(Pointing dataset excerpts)
● ● ● ● ● ● ●
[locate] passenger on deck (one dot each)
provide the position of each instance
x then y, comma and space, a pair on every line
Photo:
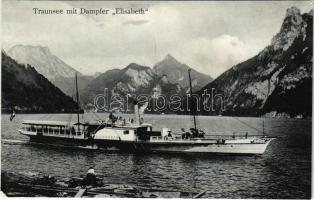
90, 178
169, 134
194, 132
201, 134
● ● ● ● ● ● ●
### Exercise instructions
Please edit the entries by replacing "passenger" with "traveler" and keeping every other line the same. Omit the pictures from your answer.

### The solution
[locate] traveler on deck (one dot each)
provide the position of each instance
x then y, comma and space, a pair on every line
Photo:
90, 178
169, 134
194, 132
201, 134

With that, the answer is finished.